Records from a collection
** BEGIN **

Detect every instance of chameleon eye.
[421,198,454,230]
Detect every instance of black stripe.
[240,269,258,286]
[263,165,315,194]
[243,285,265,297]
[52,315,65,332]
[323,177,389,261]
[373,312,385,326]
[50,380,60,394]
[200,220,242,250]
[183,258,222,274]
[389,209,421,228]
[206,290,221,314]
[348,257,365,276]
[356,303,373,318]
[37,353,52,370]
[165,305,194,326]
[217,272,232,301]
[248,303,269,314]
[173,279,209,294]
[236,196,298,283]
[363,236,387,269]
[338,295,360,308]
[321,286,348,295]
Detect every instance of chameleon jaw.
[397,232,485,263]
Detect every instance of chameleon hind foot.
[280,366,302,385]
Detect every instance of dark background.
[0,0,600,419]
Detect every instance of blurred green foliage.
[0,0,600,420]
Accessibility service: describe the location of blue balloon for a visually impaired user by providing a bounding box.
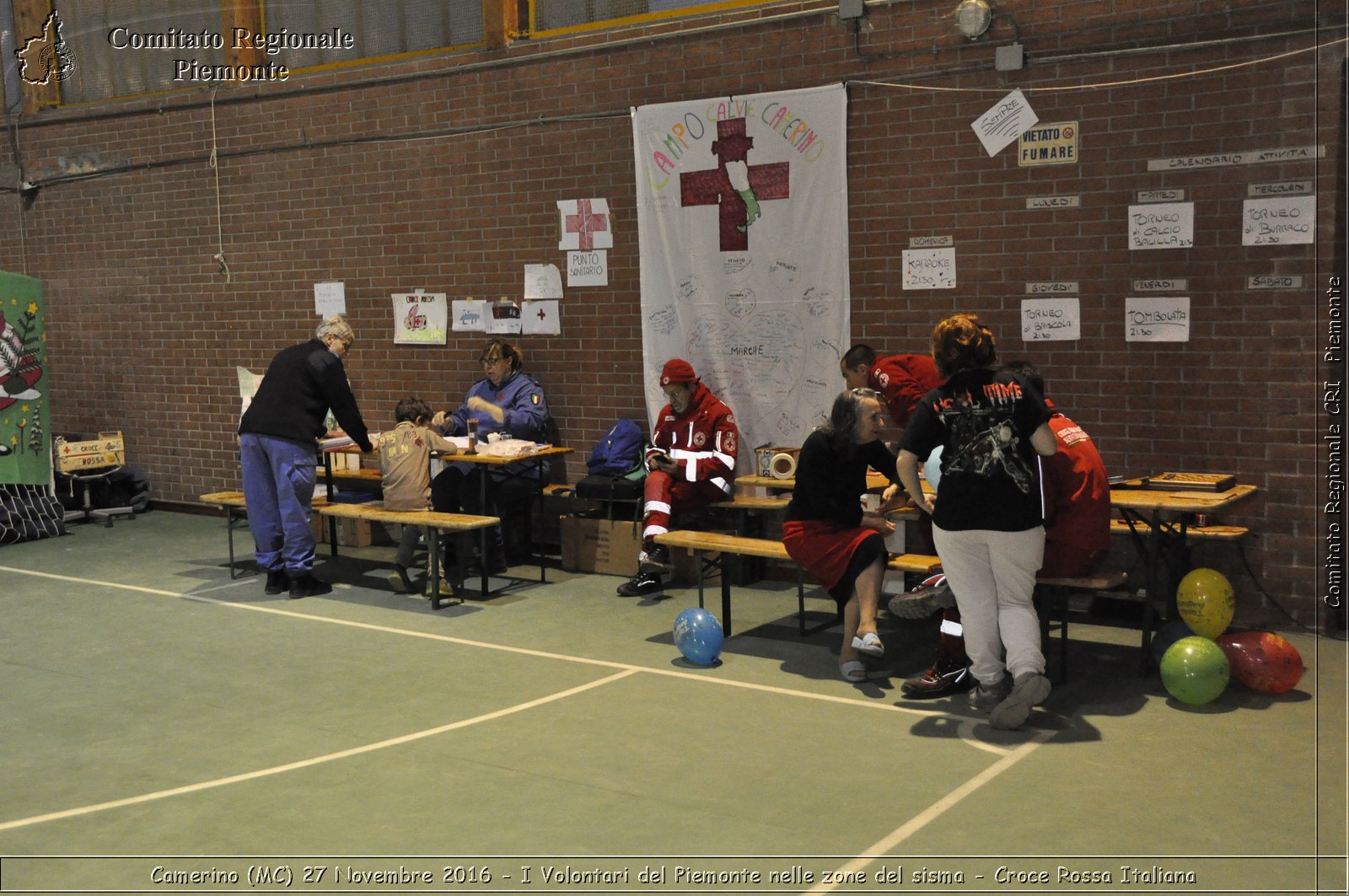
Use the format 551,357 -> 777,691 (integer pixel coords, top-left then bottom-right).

** END **
** BEGIN **

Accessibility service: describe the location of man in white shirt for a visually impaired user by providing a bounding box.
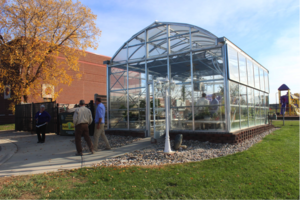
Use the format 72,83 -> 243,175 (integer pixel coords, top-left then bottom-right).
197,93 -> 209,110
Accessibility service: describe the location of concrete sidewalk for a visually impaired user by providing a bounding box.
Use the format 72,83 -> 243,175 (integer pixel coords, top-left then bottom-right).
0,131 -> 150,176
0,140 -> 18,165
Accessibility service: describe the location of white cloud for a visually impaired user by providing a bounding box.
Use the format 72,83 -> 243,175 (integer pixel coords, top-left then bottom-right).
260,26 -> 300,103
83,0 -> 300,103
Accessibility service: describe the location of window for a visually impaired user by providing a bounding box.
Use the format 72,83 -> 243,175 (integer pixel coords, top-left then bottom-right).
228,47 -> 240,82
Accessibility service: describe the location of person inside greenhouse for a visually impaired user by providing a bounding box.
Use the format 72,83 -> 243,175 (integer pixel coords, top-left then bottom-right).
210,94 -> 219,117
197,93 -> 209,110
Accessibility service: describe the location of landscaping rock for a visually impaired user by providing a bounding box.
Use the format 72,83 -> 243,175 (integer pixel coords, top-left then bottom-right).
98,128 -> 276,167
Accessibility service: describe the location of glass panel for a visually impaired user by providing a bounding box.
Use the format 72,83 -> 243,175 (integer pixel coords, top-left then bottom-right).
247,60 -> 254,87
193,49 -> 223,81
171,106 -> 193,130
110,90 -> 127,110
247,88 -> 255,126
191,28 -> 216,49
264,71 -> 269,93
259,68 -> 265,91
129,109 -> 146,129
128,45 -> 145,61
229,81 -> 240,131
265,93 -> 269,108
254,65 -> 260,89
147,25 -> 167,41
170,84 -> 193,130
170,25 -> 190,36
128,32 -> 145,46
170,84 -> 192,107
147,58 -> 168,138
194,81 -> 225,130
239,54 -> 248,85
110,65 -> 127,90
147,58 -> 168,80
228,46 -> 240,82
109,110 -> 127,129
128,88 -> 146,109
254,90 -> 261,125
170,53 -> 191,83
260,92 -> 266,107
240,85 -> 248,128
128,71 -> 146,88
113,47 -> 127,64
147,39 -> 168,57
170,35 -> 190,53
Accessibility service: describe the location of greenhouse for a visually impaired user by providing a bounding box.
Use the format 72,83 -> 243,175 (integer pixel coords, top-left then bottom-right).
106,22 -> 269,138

** END **

◆ **STATED TASK**
Transcribe the records above without any changes, beginning with the line containing "Detect every instance of chameleon eye." and ending with, and including, the line containing "[397,232,485,263]".

◆ **OUTPUT OF THE TASK**
Detect every instance of chameleon eye.
[421,198,454,230]
Detect every instance of black stripe.
[240,269,258,286]
[263,165,315,194]
[243,285,265,297]
[52,315,65,332]
[323,177,389,261]
[373,312,385,326]
[50,380,60,394]
[200,220,242,250]
[183,258,222,274]
[389,209,421,228]
[206,290,221,314]
[348,257,365,276]
[356,303,373,318]
[37,353,52,370]
[165,305,194,326]
[217,272,232,301]
[248,303,269,314]
[173,279,209,294]
[236,196,298,283]
[363,236,387,269]
[338,295,360,308]
[321,286,348,295]
Detect every instance of chameleon jaw.
[397,232,485,263]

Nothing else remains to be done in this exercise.